Written tasks
a. In the boiling frog essay, take the part that opens with the words containing "I’m skeptical about" and closes with "consequences is fearsome.", and write it out again with "gathering storm" in place of "perfect storm".
b. According to the boiling frog essay, in what period does the story of the boiling frog originate?
c. Continue the essay on the boiling frog metaphor from its final sentence onward.

Excerpt

|
The boiling frog syndrome is a grisly metaphor, but it’s apt. It refers to the failure to prevent catastrophes when the lead-up is slow and gradual.
The story of the boiling frog dates back to the late 1800s, when scientists were studying the nervous systems of frogs. They claimed that if a frog were placed in boiling water, it would jump out. But if it were placed in cold water that was heated very gradually, it would remain there until the water became so hot it died.
I’m skeptical about the story, but not about the metaphor. Ever since the Club of Rome published Limits to Growth 35 years ago, the path to global collapse has been mapped. But few paid attention. The threat was far-off; the steps toward it seemed easy to accommodate; there was no sense of urgency.
Now, however, a perfect storm is on the not-too-distant horizon. Global warming and “peak everything” are meshing at every turn, as only highly complex, interconnected, dynamic systems can, and the list of possible consequences is fearsome.

Data excerpt
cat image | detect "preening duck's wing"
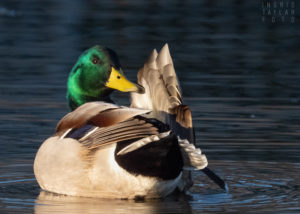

Solved tasks
a.
I’m skeptical about the story, but not about the metaphor. Ever since the Club of Rome published Limits to Growth 35 years ago, the path to global collapse has been mapped. But few paid attention. The threat was far-off; the steps toward it seemed easy to accommodate; there was no sense of urgency.
Now, however, a gathering storm is on the not-too-distant horizon. Global warming and “peak everything” are meshing at every turn, as only highly complex, interconnected, dynamic systems can, and the list of possible consequences is fearsome.

b. The late 1800s.

c.
The water in our global pot isn’t boiling yet, but it’s getting very warm. Luckily there’s still time to turn down the burner and step out of the water. But we’ve waited longer than we should have.
Some options are forever gone, and it’s an open question whether there’s sufficient will to change course. That’s because the change has to go to the heart of society. It has to result in a social transformation comparable to the industrial revolution that began in 1750, or the agricultural revolution that started about 9,500 years ago.
This sounds formidable, but it can be done. Existing trends can be reversed to create global stability at a level that will enable people everywhere to enjoy a decent life.
At present, however, signs of growing disorder abound. Climate stability has peaked and is becoming unstable, as global warming creates chaotic weather patterns. Humanity’s ecological footprint now surpasses the carrying capacity of the globe by more than 20 per cent.
Global production of grain peaked around 1985. Natural gas production in North America peaked long ago. Global production of conventional oil has probably peaked, or is about to.
The Genuine Progress Indicator peaked around 1980 and has been declining slowly since then. Fresh water availability has probably peaked. By 2002, 75 per cent of the world’s oceanic fisheries were fished out or were being exploited beyond capacity. In nature, populations of all species has dropped, on average, by a third since 1970.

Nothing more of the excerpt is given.